--- WORK TO BE COMPLETED ---
Can you output every line of the items below as a numbered list, leaving out blank lines and any pictures?

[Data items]
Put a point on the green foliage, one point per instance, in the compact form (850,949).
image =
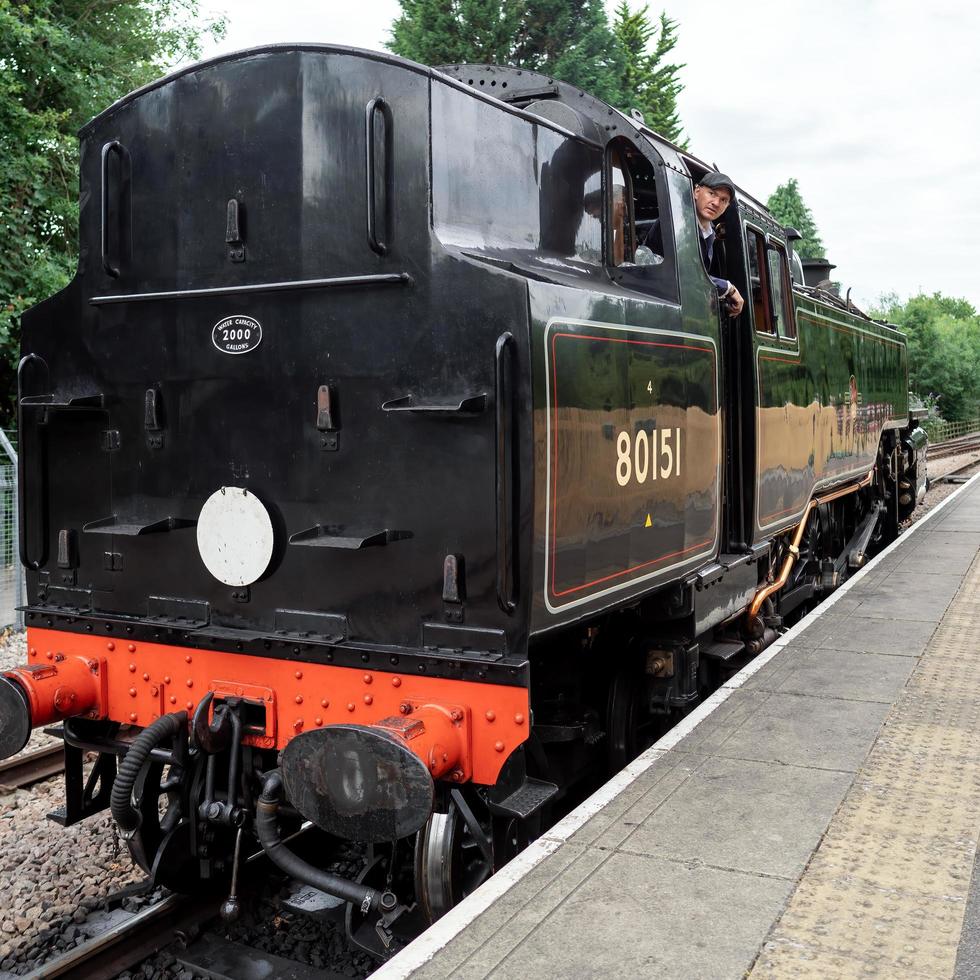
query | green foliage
(62,62)
(787,205)
(437,32)
(650,82)
(568,39)
(944,350)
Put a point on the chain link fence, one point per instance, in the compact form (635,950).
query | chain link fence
(11,572)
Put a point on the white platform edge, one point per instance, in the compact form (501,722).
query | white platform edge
(419,952)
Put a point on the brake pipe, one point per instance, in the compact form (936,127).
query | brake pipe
(267,831)
(752,616)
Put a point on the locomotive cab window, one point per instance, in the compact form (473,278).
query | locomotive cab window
(761,300)
(782,291)
(639,238)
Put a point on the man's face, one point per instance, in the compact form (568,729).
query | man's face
(711,202)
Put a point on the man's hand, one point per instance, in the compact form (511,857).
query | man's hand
(733,301)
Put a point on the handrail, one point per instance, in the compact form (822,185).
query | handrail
(40,494)
(506,481)
(377,104)
(113,146)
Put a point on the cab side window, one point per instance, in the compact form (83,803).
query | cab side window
(758,281)
(639,237)
(782,292)
(622,228)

--- ANSWER FOR THIS EXERCISE ---
1. Put a point on the green foliage, one point per instance, in the compact form (850,949).
2. image =
3. query | green foliage
4. (62,62)
5. (787,205)
6. (437,32)
7. (650,82)
8. (568,39)
9. (944,350)
10. Put a point on the chain link fence, one point per instance, in the compact form (635,950).
11. query | chain link fence
12. (11,572)
13. Put a point on the white platform edge, one point per instance, in the compact form (501,722).
14. query | white platform edge
15. (419,952)
16. Put a point on the brake pipe, one point per instance, in the compact form (936,127).
17. query | brake pipe
18. (267,831)
19. (752,616)
20. Put a point on the locomotive cab window, one point per instance, in the compact form (473,278).
21. query | locomotive cab window
22. (761,300)
23. (782,291)
24. (639,238)
25. Put a point on the man's face, one point per instance, in the compact form (568,729).
26. query | man's face
27. (711,202)
28. Put a point on the man's hand, one point per instance, in the compact form (511,857).
29. query | man's hand
30. (733,301)
31. Put a point on the handrail, one point per instance, in the compact form (822,185).
32. query | handrail
33. (40,494)
34. (506,481)
35. (377,104)
36. (113,146)
37. Put a point on the cab side window, one point per instance, in the compact form (83,803).
38. query | cab side window
39. (758,281)
40. (639,237)
41. (782,292)
42. (622,228)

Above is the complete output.